EXCERPT:
Get sick, get well
Hang around a ink well
Ring bell, hard to tell
If anything is goin' to sell
-- Bob Dylan

Friday, March 23, 2012

New manifesto for corporate school reformers

Klein and Rice offer their manifesto the Council on Foreign Relations

Joel Klein and Condoleezza Rice are the authors of the latest in a long string of Ownership Society Manifestos dating back to A Nation At Risk. They presented their report,  U.S. Education Reform and National Security to, of all people, the Council on Foreign Relations. It portrays public schools as a threat to our national security and sonds the national security alarm as a scare tactic to push their school privatization agenda.

The report supposedly  represents the findings of a task force of "prominent education experts, national security authorities, and corporate leaders" who claim:
Educational failure puts the United States' future economic prosperity, global position, and physical safety at risk. The country will not be able to keep pace—much less lead—globally unless it moves to fix the problems it has allowed to fester for too long.
It calls for an expansion of school vouchers and privately-run charter schools, along with Common Core standards as supposed cures for the U.S.' weakened global economic and security position.

Remember if was the Nation At Risk report back in 1983, which first raised the alarming connection between public education's supposed failures and imminent threats to national security.
If an unfriendly foreign power had attempted to impose on America the mediocre educational performance that exists today, we might well have viewed it as an act of war.
The Washington Post's Valerie Strauss points out that severaql task force members, including Linda Darling-Hammond and the AFT's Randi Weingarten, signed on to the report (wrongly, in my opinion)  only for the purpose of offering their dissenting opinions as an attachment.

Thanks to Strauss for posting this piece of dissent by Carole Artigiani, joined by Darling-Hammond, Stephen M. Walt, and Weingarten.
“...National security requires a healthy economy, energy independence, investments in research and development, strong defense, a thriving civil society, a respected and involved diplomatic corps, and, most of all, a healthy and high-functioning political system. (The current political environment is a clear demonstration of what happens when we have a public—and public officials—who are uninformed and/or ill-informed about our nation’s history, our political system, and the values upon which it was built.)

EXERCISE TASK 1: Decide whether each statement agrees with the post on the education report: (a) The report was presented to the Council on Foreign Relations. (b) The post dates the Nation At Risk report to 1995. (c) The report calls for fewer privately-run charter schools. Answer yes or no for each and quote the words of the post that settle it.

Location labeling records:
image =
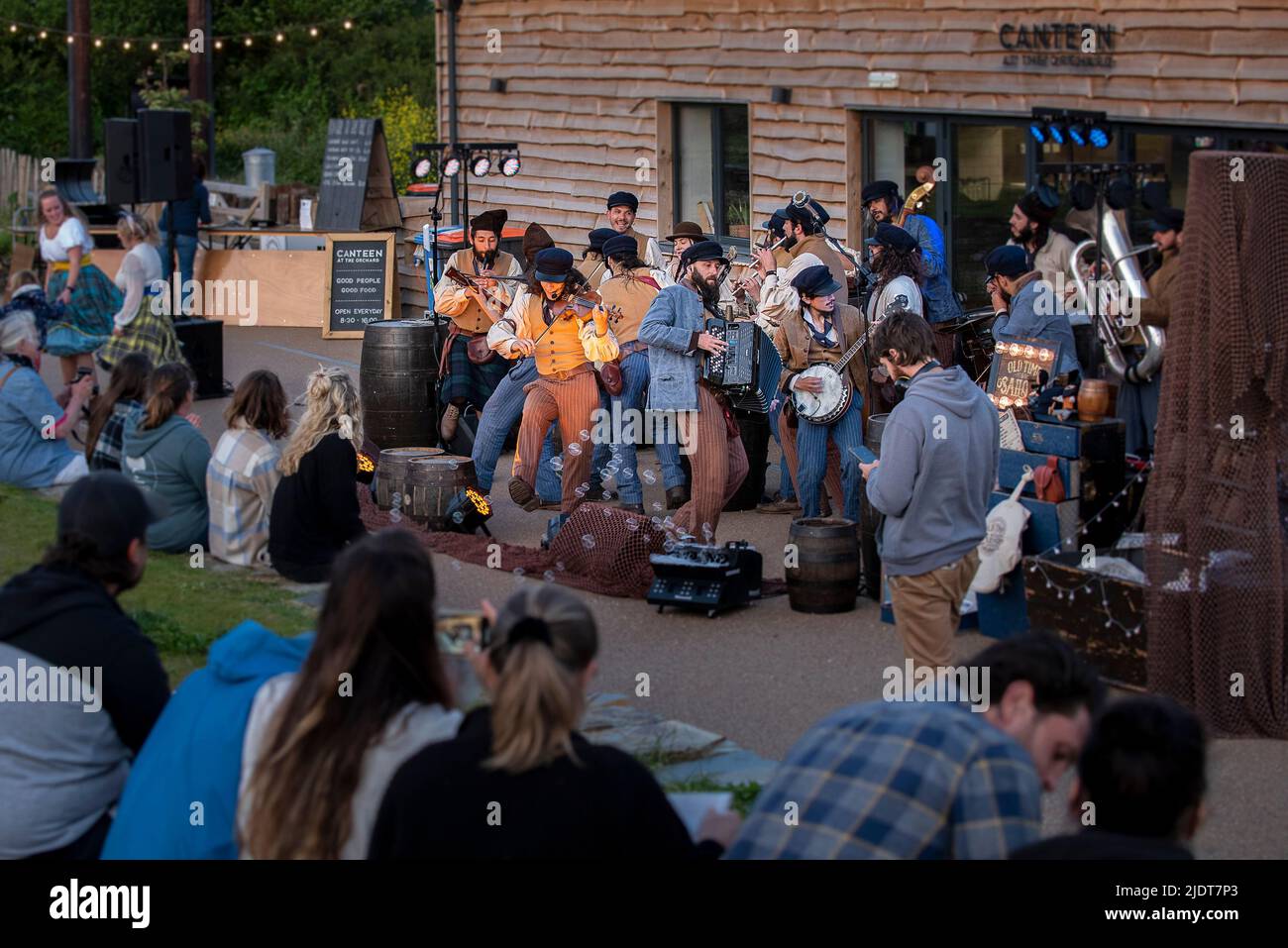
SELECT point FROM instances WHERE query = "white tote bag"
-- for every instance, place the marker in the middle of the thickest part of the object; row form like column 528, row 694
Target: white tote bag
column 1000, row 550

EXERCISE TASK 2: Reproduce the location labeling listing above line for line, with the pictures left out.

COMPLETE RESPONSE 1:
(a) Yes: "to, of all people, the Council on Foreign Relations"
(b) No: "the Nation At Risk report back in 1983"
(c) No: "It calls for an expansion of school vouchers and privately-run charter schools"

COMPLETE RESPONSE 2:
image =
SELECT point FROM instances WHERE query = "white tote bag"
-- for every instance, place the marker in the middle of the thickest part of the object; row form like column 528, row 694
Target: white tote bag
column 1000, row 550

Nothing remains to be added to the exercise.